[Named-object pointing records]
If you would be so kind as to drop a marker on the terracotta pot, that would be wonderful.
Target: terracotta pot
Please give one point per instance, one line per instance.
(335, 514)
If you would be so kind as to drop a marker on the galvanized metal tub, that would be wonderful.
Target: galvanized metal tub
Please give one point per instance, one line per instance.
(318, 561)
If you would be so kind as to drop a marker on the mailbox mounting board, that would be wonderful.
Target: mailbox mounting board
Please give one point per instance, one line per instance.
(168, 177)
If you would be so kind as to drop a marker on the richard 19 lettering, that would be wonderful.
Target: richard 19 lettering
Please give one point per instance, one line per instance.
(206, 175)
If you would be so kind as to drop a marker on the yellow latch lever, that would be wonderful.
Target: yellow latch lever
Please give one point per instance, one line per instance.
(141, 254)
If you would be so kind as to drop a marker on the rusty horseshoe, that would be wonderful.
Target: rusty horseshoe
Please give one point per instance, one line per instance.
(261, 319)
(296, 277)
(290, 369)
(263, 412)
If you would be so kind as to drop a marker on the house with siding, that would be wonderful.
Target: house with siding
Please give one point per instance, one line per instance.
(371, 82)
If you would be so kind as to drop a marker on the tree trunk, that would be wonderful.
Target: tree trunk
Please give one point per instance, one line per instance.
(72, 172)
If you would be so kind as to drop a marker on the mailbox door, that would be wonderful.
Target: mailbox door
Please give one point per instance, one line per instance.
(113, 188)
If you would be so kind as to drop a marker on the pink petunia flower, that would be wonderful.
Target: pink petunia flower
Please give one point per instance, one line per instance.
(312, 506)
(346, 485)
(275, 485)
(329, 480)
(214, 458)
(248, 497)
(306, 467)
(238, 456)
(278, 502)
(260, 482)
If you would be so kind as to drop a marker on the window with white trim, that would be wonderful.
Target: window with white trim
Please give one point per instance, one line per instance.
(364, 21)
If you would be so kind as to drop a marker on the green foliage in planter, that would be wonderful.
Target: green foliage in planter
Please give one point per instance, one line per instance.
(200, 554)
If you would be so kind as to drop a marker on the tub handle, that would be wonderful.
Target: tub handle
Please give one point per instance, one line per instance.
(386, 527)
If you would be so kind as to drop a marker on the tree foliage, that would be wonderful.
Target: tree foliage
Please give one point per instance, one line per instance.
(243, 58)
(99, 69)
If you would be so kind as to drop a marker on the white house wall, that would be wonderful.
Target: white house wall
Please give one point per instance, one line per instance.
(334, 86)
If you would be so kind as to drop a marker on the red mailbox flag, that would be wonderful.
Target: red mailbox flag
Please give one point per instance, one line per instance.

• [WHAT YOU ARE ASKED TO DO] Go through the records above and set each one down exactly, please.

• [RESPONSE BELOW]
If you would be so kind as to drop a marker on the terracotta pot, that would be wonderful.
Target: terracotta pot
Please give one point per instance, one line per instance.
(335, 514)
If you would be so kind as to drop a marker on the galvanized metal tub, that would be wonderful.
Target: galvanized metal tub
Please give one point per instance, one line per instance.
(318, 561)
If you would be so kind as to drop a marker on the mailbox mounting board, that would be wonderful.
Target: mailbox mounting board
Please give one point per instance, one line per instance.
(168, 177)
If you would be so kind as to drop a marker on the richard 19 lettering, that would be wonderful.
Target: richard 19 lettering
Please give one point per instance, one line per instance.
(206, 175)
If you would be so kind as to drop a marker on the yellow latch lever, that would be wonderful.
Target: yellow latch lever
Please give one point per instance, one line per instance.
(141, 254)
If you would be so kind as to drop a marker on the rusty horseshoe, that would be wonderful.
Target: rusty horseshoe
Please give one point per instance, one line per instance.
(261, 319)
(296, 277)
(290, 369)
(263, 412)
If you would be so kind as to drop a marker on the house with siding, that would be wonderful.
Target: house with siding
Please give one point per instance, one line per instance.
(371, 82)
If you would be so kind as to drop a marker on the tree trunk, that would be wonderful.
Target: tree trunk
Please give one point per instance, one line per instance.
(72, 172)
If you would be so kind as to drop a marker on the mailbox door, that would be wonderful.
Target: mailbox door
Please give one point per instance, one line per instance.
(113, 188)
If you would be so kind as to drop a marker on the pink petunia flower, that would be wonderful.
Target: pink petunia flower
Please give one point per instance, one line per instance.
(312, 506)
(346, 485)
(275, 485)
(329, 480)
(214, 458)
(248, 497)
(306, 467)
(238, 456)
(278, 502)
(260, 482)
If you would be so kind as to drop a marker on the window with white trim, that would be wonderful.
Target: window with white trim
Please give one point per instance, one line per instance.
(364, 21)
If you would be so kind as to drop a marker on the green foliage in planter, that would be wonderful.
Target: green foliage in planter
Please give one point per instance, one line per instance.
(200, 554)
If you would be so kind as to drop a marker on the tub handle, that would be wonderful.
Target: tub handle
Please give one point per instance, one line per instance.
(386, 527)
If you would be so kind as to drop a marker on the tree foliage, that would be wonderful.
Target: tree foliage
Please give one point per instance, one line per instance.
(243, 58)
(99, 69)
If you would be so kind as to drop a marker on the white house wall, that would be wonderful.
Target: white house wall
Please give one point per instance, one line per instance.
(334, 86)
If you would be so kind as to drop a marker on the red mailbox flag, that would be wonderful.
Target: red mailbox flag
Please give one point per instance, one line per instance.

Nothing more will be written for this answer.